* EXERCISE OBJECTIVE *
Please rewrite the records starting at the line containing "Query: distant hill" and ending at the line containing "0), (349, 0)]", swapping "distant hill" for "far ridge" and leaving everything else unchanged.

* STORED RECORDS *
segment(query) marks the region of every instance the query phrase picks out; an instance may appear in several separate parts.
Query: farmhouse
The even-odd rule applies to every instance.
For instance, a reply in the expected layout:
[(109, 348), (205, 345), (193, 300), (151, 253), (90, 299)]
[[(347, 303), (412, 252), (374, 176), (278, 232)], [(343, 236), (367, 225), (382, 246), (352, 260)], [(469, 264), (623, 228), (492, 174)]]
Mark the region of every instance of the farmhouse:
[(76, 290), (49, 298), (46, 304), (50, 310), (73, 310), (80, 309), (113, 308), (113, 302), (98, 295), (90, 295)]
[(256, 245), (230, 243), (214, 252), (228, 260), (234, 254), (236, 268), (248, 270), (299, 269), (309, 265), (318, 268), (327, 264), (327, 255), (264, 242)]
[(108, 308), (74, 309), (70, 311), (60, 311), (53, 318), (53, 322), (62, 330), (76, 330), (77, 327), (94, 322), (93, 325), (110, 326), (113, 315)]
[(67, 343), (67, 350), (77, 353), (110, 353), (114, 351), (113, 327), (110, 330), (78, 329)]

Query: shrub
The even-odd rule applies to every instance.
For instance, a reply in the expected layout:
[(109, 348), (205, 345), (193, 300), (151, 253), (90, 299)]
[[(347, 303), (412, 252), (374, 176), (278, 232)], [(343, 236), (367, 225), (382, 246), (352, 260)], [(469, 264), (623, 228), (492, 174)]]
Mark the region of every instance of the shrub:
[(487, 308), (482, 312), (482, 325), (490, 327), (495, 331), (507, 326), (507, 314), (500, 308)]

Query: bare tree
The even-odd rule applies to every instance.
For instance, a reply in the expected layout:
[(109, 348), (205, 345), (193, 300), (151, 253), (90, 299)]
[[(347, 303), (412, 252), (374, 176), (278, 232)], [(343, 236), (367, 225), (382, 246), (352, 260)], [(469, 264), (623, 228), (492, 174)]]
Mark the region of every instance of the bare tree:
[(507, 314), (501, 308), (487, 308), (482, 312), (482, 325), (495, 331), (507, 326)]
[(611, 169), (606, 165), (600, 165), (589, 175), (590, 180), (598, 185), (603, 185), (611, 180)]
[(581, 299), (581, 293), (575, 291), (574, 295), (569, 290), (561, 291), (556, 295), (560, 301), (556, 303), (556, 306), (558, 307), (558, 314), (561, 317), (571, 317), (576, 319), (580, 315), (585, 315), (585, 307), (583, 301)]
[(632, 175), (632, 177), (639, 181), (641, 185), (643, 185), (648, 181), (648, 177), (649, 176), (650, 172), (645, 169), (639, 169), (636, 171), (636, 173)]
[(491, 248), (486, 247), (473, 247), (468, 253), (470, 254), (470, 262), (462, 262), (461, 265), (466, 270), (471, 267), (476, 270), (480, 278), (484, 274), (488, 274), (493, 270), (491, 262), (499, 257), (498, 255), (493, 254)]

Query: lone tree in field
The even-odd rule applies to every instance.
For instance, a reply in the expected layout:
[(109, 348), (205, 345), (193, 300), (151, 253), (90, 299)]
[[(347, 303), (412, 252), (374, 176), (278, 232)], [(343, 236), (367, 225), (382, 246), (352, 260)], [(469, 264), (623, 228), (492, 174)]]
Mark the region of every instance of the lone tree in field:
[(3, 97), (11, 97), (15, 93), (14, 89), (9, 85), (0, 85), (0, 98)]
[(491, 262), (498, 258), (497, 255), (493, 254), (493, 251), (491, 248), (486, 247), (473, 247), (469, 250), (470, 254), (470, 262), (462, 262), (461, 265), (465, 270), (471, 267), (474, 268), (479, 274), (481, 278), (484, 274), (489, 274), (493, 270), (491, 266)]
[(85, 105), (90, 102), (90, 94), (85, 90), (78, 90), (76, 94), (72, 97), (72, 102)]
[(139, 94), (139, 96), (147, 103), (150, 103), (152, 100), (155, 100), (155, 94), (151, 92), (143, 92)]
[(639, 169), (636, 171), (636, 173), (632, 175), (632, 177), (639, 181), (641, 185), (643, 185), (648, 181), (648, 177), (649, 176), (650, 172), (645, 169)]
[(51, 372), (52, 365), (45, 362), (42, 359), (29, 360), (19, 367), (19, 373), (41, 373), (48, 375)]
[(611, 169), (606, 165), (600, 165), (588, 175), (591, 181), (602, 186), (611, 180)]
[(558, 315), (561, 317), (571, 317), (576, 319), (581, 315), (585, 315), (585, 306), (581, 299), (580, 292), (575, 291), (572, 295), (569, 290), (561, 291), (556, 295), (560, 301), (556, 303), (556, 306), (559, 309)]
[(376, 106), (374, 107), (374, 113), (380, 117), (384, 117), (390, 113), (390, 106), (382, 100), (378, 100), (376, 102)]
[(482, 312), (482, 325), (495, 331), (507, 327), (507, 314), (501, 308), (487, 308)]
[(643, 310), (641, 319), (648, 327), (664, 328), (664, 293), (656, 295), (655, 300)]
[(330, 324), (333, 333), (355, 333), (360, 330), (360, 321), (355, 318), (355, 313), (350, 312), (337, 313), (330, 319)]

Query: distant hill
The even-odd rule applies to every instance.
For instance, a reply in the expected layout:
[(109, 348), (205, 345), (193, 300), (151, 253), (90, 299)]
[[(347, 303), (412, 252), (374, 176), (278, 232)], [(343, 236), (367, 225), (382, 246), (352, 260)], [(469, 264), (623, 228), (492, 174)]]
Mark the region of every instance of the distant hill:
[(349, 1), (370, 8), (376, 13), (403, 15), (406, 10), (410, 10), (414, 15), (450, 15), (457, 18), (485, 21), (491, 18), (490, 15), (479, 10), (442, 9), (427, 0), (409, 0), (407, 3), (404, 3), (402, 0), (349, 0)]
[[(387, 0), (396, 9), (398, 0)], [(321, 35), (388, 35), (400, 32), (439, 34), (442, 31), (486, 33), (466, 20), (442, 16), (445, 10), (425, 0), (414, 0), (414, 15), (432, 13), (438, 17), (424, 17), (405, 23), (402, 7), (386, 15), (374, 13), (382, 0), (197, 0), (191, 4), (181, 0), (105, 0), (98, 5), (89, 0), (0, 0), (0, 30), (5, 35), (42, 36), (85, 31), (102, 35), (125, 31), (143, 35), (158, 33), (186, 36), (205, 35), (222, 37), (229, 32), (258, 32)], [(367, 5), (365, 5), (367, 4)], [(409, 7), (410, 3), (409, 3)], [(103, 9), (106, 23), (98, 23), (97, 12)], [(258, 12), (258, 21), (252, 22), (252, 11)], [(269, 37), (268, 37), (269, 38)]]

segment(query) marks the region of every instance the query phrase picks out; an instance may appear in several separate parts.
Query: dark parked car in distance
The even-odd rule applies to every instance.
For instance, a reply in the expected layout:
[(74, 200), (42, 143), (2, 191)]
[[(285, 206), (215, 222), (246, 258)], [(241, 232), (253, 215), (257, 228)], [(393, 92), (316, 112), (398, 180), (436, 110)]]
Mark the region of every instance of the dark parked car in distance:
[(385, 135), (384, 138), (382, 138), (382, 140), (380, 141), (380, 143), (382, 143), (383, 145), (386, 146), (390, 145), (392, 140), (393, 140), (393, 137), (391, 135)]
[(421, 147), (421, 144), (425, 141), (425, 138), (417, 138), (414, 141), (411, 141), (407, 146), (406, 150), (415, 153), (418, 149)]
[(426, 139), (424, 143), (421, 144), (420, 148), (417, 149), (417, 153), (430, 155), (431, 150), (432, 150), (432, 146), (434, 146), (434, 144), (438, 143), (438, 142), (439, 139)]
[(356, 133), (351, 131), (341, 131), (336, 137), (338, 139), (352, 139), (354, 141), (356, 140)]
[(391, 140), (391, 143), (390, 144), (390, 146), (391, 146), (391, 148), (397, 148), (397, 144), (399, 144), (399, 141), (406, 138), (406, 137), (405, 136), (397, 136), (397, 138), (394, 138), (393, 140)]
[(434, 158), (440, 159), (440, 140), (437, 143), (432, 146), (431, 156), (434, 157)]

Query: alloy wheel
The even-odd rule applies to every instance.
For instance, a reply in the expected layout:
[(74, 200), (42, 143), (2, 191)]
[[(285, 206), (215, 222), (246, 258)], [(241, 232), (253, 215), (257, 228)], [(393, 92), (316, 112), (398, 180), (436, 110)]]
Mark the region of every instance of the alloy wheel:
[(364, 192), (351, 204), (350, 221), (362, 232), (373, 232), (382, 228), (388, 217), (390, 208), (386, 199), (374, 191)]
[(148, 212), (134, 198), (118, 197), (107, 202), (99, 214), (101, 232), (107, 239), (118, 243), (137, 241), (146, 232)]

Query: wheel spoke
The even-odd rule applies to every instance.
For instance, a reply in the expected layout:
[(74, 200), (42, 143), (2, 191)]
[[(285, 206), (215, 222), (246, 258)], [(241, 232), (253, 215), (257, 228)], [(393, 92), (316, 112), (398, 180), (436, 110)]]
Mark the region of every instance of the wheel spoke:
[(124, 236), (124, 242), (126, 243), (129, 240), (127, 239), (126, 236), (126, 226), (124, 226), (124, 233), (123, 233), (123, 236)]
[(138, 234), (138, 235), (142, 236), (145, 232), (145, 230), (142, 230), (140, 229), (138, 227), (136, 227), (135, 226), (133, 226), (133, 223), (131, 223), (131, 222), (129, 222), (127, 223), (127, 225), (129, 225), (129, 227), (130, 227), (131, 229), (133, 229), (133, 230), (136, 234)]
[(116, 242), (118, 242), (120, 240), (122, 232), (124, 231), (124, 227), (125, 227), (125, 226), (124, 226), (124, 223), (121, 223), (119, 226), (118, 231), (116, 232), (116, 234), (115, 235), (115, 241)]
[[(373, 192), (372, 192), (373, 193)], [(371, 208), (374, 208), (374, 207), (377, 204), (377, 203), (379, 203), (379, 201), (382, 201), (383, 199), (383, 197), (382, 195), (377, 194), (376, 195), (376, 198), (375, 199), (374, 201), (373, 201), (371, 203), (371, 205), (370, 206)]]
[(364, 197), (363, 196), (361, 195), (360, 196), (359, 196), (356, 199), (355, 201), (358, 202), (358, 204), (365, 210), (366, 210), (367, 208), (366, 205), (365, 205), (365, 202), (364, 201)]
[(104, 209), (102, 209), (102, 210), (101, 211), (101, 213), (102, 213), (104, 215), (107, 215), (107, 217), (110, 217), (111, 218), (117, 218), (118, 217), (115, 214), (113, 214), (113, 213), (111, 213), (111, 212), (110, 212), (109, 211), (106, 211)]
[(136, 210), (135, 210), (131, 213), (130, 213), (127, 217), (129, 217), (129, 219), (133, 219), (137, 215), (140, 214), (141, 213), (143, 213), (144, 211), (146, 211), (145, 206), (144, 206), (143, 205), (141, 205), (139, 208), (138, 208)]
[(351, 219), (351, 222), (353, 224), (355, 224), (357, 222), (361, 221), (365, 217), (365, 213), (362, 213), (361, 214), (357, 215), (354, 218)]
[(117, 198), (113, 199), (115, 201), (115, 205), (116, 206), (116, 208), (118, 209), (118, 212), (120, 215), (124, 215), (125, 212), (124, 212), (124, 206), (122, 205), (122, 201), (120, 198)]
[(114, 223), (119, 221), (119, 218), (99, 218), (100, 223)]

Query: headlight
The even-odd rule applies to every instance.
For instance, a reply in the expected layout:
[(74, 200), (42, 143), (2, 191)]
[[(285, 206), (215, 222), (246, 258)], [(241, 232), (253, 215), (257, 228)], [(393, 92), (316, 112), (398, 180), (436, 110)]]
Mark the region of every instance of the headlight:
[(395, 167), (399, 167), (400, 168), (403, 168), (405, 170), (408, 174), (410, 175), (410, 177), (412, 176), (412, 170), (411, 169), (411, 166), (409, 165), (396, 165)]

* RESPONSE TO THIS TASK *
Query: far ridge
The even-odd rule applies to every instance.
For instance, a reply in the expected layout:
[(109, 348), (205, 345), (193, 300), (151, 253), (90, 299)]
[[(347, 303), (412, 252), (374, 176), (278, 232)], [(343, 236), (367, 225), (382, 246), (352, 260)], [(469, 264), (623, 228), (492, 174)]]
Mark the region of every instance of the far ridge:
[(349, 1), (370, 8), (376, 13), (403, 15), (406, 10), (410, 10), (414, 15), (450, 15), (457, 18), (485, 21), (491, 18), (490, 15), (479, 10), (442, 9), (427, 0), (409, 0), (407, 3), (404, 3), (402, 0), (349, 0)]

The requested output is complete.